Your objective.
Reproduce all of the data exactly, with no line skipped.

Extracted information.

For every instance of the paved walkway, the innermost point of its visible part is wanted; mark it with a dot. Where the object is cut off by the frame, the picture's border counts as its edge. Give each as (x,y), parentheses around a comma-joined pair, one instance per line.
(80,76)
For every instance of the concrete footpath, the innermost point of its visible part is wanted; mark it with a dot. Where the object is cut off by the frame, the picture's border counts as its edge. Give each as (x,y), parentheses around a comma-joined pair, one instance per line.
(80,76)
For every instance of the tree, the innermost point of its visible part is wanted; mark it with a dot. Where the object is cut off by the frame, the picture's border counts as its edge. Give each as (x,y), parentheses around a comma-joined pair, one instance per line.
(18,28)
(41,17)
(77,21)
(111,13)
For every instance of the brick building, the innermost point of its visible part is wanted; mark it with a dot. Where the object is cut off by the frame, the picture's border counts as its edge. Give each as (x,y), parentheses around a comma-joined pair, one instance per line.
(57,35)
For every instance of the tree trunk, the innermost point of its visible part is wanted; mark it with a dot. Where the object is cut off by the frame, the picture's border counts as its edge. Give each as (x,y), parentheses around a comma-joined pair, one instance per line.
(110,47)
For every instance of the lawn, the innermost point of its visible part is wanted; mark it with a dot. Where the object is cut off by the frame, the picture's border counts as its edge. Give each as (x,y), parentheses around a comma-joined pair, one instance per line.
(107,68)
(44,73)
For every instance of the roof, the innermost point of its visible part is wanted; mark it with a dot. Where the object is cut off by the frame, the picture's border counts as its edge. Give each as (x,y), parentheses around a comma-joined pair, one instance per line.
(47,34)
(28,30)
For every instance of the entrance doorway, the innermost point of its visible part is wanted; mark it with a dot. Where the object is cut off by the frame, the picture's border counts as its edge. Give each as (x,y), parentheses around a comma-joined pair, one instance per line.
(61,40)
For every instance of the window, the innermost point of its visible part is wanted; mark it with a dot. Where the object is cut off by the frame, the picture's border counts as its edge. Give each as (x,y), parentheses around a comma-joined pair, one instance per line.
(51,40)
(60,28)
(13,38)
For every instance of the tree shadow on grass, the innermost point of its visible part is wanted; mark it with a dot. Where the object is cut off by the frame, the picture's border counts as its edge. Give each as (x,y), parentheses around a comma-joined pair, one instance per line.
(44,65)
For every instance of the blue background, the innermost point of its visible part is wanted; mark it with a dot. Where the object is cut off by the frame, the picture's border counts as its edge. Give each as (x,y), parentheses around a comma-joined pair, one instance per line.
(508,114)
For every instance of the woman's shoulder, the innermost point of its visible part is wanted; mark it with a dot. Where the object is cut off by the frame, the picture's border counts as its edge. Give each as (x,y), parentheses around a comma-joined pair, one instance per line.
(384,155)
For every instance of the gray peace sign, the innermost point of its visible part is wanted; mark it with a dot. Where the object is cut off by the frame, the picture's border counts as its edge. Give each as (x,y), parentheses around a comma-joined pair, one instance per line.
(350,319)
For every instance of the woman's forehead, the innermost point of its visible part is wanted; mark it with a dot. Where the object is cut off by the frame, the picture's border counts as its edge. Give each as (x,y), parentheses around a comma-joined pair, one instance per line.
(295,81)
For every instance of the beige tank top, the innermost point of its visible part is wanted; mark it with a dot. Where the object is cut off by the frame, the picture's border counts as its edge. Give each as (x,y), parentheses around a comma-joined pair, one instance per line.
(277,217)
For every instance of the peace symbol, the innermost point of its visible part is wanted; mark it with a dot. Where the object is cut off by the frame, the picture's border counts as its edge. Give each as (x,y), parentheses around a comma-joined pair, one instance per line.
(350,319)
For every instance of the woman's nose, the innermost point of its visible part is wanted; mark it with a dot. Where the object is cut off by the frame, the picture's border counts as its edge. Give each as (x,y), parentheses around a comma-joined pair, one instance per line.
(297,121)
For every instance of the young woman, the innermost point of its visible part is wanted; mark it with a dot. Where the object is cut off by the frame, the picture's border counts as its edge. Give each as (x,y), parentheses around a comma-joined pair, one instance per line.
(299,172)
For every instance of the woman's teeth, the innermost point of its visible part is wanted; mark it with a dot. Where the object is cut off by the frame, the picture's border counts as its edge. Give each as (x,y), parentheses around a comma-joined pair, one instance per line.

Result of the task.
For every instance of the paved walkway, the innermost point of its visible part is wanted; mark it with a dot. Where the object is cut off by the frame, the picture's border counts as its edge. Give each as (x,y), parentheses around a comma-joined pair, one instance per line.
(80,76)
For every instance of the concrete footpath, the innermost point of its visible part is wanted; mark it with a dot. Where the object is cut off by the frame, the picture's border counts as its edge. Give each as (x,y), parentheses around a comma-joined pair, one instance per line.
(80,76)
For every instance of the tree, the innermost point of its visible part is wanted; mark it with a dot. Where the object is cut off by the frame, the picture's border counts as its edge. Give each as (x,y), parentheses around a comma-joined pair, one instance per line.
(18,28)
(41,17)
(77,21)
(111,13)
For every instance of the brick building, the innermost point of its visible part is wanted; mark it with a dot. Where the object is cut off by the frame, the picture's border counts as its edge. Give each as (x,y), parentheses around a comma-joined pair, one instance per line.
(57,35)
For every instance of the tree trunk, the innermost point of its visible part is wanted; mark it with a dot. Where the object is cut off by the frame, the picture's border counts as its edge. Give each as (x,y), parentheses around a comma-joined pair, one instance per line.
(110,47)
For every instance of the lawn, the innermost point of its visible part is wanted; mark it with a dot. Where the object is cut off by the frame, the picture's border counts as its edge. Give each as (x,y), parentheses around a comma-joined pair, one instance per line.
(107,68)
(44,73)
For every instance of the roof, the innermost point of its visible part is wanted; mark it with a dot. Where the object is cut off by the frame, the picture's border counts as its edge. Give each as (x,y), parentheses around a comma-joined pair, one instance per line.
(47,34)
(28,30)
For every instance of the entrance doorway, the innermost point of its visible part is wanted; mark it with a dot. Where the object is cut off by the frame, the picture's border counts as its edge. Give each as (x,y), parentheses around a comma-joined pair, one instance per line.
(61,40)
For every instance of the window, the innermost point of its visible part is wanted; mark it with a dot. Where the object is cut off by the frame, the picture's border counts as its edge. Give each as (x,y), parentheses around a comma-joined pair, one instance per line.
(51,40)
(60,28)
(13,38)
For every instance of the tree shadow on grass, the innermost point of its visible part is wanted; mark it with a dot. Where the object is cut off by the frame, the picture's border counts as its edge. Give each as (x,y), parentheses around a comma-joined pair, one instance per line.
(44,65)
For every instance of the blue background, the innermost point of its visible part is wanted; mark it with a dot. Where the object is cut off by the frame, the picture's border counts as its edge. Give each as (x,y), parentheses around a comma-joined pair, one instance per line.
(508,114)
For every instance of the woman's shoulder, the innermost point of its visible part is wanted; mark it with a dot. Where the object is cut off by the frame, the picture's border counts as its edge. Give each as (x,y), parentheses around a comma-joined pair, one instance per line.
(384,155)
For every instance of the gray peace sign, the innermost point of its visible part is wanted; mark it with a dot. Where the object is cut off by the frame, the picture's border counts as its edge. Give each as (x,y), parentheses around a comma-joined pair, one instance per line.
(350,319)
For every instance of the woman's forehead, the innermost point of its visible part is wanted; mark it with a dot. Where the object is cut off by the frame, the picture's border counts as its edge. Give each as (x,y), parentheses around a comma-joined pair, one instance per line.
(295,81)
For every instance of the beige tank top, the innermost point of its visible part is wanted; mark it with a dot. Where the object is cut off by the frame, the picture's border counts as its edge. Give each as (x,y), parentheses around a comma-joined pair, one instance per line.
(277,217)
For every instance of the peace symbol, the innermost point of its visible part is wanted; mark it with a dot. Where the object is cut off by the frame, the picture's border counts as its edge. Give each as (x,y), parentheses around a comma-joined pair, one instance per line.
(350,319)
For every instance of the woman's nose, the innermost point of its visible part is wanted; mark it with a dot. Where the object is cut off by the frame, the picture's border counts as its edge. Give each as (x,y), parentheses around a comma-joined pair, one instance per line.
(297,121)
For every instance of the young woman, the innermost point of its visible part is wanted; mark it with a dot. Where the object is cut off by the frame, the picture's border counts as its edge. Give each as (x,y), parentheses around a comma-joined pair, one instance per line.
(299,172)
For every instance of the woman's teeth, the innermost point of its visible part is wanted; mark it with a dot. Where the object is cut off by the frame, the picture's border counts as its edge. Give each as (x,y), parentheses around a comma-joined pair, one instance per line.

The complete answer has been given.